§ SELECTED PASSAGE:

- - -

Protein folding

In vitro studies over the last decades have outlined the basic mechanisms of two major chaperone systems that participate in protein folding in the cytosol, the Hsp70 proteins and the chaperonins. Relatively little is known, however, about the actual role of these components in protein folding in vivo. Major questions being addressed in the laboratory concern the quantitative contribution of the various chaperone systems to overall protein folding and the mechanisms by which they select their substrates. As a long-term goal, we wish to understand chaperone usage at a proteome-wide level for the three branches of life.

Two major types of chaperones act in de novo folding in the cytosol: Nascent chain-binding chaperones, such as trigger factor, the Hsp70s and prefoldin, stabilize nascent chains on ribosomes in a folding-competent, non-aggregated state. Folding is either achieved upon controlled chain release from this first set of chaperones or upon chain transfer to chaperones that act downstream, such as the chaperonins. These are large, cylindrical complexes that provide a central compartment for a single protein chain to fold unimpaired by aggregation. These two classes of chaperone have been highly conserved in evolution and can cooperate in a topologically and timely ordered manner. However, the mechanism of this cooperation not yet well understood.

- - -

Stored data entries:
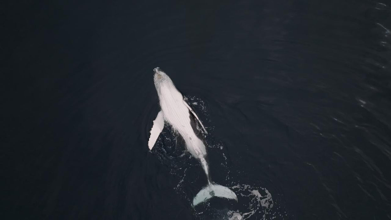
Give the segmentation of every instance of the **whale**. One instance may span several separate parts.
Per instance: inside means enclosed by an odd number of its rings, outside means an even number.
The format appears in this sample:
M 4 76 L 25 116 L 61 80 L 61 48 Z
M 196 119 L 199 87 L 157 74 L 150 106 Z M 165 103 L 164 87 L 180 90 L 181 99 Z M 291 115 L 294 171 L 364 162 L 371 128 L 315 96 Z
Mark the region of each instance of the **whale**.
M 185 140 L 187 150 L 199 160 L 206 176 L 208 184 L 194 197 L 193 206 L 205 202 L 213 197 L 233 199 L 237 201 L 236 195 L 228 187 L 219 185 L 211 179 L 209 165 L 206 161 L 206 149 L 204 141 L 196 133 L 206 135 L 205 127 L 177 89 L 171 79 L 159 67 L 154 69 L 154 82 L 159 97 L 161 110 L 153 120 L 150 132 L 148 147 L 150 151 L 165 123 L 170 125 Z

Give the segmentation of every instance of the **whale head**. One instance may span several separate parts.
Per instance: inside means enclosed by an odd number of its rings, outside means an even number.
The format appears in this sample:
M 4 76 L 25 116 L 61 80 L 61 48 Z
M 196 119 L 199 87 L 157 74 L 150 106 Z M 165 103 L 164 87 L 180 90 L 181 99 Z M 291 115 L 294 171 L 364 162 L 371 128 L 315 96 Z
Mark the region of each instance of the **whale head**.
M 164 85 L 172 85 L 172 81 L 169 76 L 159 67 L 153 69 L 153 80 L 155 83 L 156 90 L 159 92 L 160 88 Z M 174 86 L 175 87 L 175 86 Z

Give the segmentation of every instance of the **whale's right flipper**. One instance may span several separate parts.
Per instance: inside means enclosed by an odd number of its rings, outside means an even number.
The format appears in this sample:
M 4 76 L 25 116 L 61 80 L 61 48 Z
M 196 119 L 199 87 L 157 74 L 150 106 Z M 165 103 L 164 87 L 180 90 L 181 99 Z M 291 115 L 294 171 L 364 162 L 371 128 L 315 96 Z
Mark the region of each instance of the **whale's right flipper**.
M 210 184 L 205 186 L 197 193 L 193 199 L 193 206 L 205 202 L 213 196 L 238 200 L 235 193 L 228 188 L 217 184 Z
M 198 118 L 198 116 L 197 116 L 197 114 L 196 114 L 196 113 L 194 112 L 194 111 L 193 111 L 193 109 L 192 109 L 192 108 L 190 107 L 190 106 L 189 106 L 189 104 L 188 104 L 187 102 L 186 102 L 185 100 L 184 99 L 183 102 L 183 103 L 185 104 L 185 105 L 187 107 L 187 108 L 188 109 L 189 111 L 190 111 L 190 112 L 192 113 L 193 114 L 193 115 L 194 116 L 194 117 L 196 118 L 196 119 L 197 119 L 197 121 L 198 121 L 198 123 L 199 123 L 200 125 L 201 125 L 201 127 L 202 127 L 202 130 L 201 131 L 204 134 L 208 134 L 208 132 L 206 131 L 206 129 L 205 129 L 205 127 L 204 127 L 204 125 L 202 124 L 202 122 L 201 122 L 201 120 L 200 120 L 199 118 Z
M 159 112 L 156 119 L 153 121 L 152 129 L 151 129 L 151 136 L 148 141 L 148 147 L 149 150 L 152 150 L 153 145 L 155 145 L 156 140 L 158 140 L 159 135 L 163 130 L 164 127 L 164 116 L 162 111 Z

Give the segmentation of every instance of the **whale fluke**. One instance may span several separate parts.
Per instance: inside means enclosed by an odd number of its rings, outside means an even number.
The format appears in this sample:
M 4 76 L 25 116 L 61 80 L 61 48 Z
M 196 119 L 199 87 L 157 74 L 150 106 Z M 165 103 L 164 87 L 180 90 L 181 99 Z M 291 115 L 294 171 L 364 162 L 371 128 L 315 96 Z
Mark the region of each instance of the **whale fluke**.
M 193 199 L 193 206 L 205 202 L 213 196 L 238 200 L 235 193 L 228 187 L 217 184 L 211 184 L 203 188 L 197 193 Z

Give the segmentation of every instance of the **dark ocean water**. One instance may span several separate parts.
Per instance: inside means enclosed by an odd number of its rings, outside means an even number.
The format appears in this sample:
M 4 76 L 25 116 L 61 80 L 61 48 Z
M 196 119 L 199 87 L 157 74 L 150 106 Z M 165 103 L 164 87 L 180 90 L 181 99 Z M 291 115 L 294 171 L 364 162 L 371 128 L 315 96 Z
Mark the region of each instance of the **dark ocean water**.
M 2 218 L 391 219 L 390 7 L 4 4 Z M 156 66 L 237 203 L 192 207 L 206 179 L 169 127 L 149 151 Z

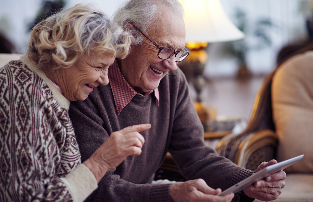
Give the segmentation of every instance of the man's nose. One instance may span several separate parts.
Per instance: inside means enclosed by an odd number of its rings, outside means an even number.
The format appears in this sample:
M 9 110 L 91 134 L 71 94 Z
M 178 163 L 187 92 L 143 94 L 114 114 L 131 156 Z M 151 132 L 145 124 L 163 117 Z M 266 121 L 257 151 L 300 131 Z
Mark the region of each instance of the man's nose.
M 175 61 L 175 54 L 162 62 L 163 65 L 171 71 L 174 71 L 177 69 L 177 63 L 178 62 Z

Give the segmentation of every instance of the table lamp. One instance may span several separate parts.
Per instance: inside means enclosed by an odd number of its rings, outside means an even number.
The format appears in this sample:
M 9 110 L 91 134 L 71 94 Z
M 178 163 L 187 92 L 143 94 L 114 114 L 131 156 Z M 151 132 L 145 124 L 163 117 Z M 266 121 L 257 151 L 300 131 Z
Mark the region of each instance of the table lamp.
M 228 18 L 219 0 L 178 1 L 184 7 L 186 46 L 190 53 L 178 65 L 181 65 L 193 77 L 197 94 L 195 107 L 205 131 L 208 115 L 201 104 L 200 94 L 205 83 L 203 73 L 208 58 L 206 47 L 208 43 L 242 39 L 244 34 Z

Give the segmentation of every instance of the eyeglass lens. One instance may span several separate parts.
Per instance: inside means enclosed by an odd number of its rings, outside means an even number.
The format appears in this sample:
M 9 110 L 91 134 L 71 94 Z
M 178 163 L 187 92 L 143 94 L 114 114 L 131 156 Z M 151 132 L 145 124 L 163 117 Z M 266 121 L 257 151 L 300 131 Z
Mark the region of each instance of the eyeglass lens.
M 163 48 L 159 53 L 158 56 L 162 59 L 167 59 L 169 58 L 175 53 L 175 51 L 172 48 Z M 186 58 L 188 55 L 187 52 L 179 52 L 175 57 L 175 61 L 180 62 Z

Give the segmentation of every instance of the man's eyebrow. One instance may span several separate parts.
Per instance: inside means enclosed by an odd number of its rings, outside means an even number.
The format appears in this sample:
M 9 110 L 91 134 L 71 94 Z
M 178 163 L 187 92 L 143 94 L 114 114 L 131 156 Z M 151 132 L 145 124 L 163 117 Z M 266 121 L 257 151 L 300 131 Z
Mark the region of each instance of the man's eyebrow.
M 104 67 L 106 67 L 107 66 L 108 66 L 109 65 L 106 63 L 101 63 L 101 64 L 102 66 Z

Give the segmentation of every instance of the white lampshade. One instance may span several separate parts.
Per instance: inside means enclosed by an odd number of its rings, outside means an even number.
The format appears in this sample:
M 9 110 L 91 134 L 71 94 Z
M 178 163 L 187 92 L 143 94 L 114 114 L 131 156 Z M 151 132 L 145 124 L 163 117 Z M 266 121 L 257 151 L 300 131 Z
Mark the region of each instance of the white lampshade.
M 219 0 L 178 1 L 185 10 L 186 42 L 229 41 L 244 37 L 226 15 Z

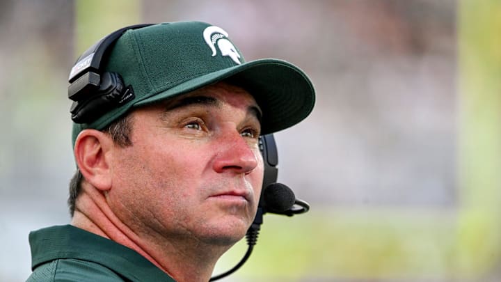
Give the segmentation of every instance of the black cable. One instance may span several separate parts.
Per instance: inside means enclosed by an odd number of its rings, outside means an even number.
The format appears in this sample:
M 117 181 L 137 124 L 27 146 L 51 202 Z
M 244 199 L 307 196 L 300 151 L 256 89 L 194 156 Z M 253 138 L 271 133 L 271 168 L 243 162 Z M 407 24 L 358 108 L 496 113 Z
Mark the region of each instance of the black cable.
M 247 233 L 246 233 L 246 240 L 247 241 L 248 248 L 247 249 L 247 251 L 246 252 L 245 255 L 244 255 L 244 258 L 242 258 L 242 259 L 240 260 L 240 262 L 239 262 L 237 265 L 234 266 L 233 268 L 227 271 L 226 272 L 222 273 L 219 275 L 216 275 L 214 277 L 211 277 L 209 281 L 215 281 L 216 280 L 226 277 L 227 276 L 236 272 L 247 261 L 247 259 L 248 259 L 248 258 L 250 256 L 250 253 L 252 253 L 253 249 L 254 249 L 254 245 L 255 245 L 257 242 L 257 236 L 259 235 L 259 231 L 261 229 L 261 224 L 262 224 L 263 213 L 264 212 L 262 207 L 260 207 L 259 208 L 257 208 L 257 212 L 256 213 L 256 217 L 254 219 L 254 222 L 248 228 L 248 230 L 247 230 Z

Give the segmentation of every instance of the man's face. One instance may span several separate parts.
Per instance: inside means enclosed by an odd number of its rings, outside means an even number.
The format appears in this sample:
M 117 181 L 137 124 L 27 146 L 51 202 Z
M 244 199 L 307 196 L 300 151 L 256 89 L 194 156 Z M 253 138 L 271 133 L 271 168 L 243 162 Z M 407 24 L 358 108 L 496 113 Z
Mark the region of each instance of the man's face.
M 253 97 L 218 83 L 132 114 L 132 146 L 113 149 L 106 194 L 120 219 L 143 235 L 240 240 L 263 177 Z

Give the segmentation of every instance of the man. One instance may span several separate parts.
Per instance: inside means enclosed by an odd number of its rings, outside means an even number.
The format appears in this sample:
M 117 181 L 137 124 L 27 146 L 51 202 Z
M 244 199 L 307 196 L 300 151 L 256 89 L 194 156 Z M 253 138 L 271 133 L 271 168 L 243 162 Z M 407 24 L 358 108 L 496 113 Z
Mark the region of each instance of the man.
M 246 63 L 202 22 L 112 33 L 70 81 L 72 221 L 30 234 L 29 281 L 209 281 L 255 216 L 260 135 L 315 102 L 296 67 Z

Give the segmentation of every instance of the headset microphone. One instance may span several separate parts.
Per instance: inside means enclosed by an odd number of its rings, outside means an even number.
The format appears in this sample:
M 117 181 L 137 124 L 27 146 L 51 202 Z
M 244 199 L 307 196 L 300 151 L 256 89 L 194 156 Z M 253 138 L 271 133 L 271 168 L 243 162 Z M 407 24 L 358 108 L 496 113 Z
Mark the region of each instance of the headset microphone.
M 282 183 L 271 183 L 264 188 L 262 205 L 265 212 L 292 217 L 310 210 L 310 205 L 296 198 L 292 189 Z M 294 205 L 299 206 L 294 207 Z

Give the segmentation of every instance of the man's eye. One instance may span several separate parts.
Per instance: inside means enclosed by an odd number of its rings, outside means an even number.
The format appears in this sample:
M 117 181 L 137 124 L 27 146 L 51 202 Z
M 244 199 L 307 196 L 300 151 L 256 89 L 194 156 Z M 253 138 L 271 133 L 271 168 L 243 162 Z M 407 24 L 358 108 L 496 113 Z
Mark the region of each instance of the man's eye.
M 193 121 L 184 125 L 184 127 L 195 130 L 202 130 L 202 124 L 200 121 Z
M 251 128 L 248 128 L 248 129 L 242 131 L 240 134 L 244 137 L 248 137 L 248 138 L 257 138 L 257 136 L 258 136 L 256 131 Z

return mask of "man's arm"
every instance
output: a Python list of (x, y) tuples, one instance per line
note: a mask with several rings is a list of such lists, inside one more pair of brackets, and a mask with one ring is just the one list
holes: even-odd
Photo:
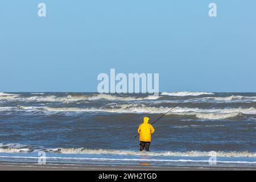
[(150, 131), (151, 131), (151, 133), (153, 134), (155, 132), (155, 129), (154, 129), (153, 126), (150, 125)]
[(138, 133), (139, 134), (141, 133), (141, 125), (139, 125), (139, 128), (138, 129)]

- - -

Write the next part of the protein folding passage, picking up after its last sentence.

§ EXPECTED OUTPUT:
We are employing a range of methods from biophysics and structural biology to cell biology in order to understand the mechanisms of these chaperone systems. Translation and folding experiments are performed in bacterial and eukaryotic in vitro translation systems, as well as in Escherichia coli, budding yeast and mammalian cells in culture. Ultimately, we try to define a complex process in intact cells and then to reconstitute it in vitro at the level of purified components. Advanced proteomics methods are used to understand the function of the cellular chaperone machinery at a systems level.


Selected reviews

Hartl, F.U. and Hayer-Hartl, M. (2002). Molecular chaperones in the cytosol: From nascent chain to folded protein. Science 295, 1852-1858.

Hartl, F.U.; Bracher, A., and Hayer-Hartl, M.: (2011). Molecular chaperones in protein folding and proteostasis. Nature 475, 324-332.

Kim, Y.E., Hipp, M., Bracher, A., Hayer-Hartl, M., and Hartl, F.U. (2013). Molecular chaperone functions in protein folding and proteostasis. Annual Rev. Biochem. 82, 323-355.

Balchin, D.; Hayer-Hartl, M., and Hartl, F.U. (2016). In vivo aspects of protein folding and quality control. Science 353, aac4354.